(Part of a data file)
────────────────────

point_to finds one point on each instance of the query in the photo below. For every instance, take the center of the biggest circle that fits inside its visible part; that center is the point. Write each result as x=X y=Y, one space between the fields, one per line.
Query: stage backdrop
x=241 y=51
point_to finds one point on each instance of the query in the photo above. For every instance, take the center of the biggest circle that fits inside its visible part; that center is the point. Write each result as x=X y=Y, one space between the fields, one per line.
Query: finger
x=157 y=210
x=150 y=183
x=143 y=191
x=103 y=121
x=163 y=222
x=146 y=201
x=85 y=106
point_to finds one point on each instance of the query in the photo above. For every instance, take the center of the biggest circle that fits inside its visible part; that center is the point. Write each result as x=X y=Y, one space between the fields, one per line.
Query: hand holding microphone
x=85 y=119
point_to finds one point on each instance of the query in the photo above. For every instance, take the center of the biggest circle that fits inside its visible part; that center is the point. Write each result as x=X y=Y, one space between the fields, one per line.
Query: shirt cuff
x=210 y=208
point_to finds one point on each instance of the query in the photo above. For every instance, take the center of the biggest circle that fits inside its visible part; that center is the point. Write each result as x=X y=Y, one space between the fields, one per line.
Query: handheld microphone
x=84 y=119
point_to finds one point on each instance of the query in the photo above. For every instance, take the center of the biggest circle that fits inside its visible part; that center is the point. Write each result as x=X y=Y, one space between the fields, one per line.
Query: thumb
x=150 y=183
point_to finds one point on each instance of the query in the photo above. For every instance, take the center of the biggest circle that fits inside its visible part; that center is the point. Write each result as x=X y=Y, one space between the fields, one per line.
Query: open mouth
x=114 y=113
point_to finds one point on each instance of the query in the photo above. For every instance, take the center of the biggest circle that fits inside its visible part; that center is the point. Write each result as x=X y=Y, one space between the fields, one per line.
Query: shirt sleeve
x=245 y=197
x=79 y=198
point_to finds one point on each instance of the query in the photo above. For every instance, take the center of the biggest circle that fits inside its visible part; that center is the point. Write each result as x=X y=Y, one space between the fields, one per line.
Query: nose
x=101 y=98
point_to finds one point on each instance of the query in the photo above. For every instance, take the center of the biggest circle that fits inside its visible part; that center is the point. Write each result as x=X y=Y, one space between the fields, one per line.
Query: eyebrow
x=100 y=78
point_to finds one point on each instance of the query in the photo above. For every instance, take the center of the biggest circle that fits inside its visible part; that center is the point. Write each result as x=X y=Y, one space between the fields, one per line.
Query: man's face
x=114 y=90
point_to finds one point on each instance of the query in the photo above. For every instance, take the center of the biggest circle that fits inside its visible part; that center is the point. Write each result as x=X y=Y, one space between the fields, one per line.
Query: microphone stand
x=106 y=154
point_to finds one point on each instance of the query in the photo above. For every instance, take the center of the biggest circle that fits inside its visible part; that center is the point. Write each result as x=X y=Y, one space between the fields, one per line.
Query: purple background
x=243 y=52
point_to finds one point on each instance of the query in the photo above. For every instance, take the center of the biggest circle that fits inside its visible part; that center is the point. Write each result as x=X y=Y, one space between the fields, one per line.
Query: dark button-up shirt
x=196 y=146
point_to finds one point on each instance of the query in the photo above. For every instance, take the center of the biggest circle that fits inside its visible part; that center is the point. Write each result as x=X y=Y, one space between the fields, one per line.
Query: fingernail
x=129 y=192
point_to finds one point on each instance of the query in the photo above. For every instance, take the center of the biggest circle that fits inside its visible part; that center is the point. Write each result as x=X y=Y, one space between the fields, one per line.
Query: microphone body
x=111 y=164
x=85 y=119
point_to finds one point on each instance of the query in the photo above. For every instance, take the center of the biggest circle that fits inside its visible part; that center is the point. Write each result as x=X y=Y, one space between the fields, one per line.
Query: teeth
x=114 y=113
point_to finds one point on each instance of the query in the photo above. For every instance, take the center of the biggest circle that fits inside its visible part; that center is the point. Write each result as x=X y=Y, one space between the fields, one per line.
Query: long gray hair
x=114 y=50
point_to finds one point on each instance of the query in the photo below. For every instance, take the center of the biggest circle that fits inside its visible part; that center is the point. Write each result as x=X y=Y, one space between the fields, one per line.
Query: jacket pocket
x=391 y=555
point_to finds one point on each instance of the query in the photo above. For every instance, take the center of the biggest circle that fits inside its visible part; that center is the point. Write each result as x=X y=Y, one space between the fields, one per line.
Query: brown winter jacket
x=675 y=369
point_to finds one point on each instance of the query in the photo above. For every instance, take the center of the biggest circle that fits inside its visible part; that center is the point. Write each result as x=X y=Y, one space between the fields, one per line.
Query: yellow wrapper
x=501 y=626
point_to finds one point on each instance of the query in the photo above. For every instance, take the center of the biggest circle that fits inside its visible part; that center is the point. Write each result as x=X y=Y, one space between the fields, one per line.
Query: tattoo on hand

────────────────────

Count the lines in the listing above that contain the string "jacket". Reply with the number alone.

2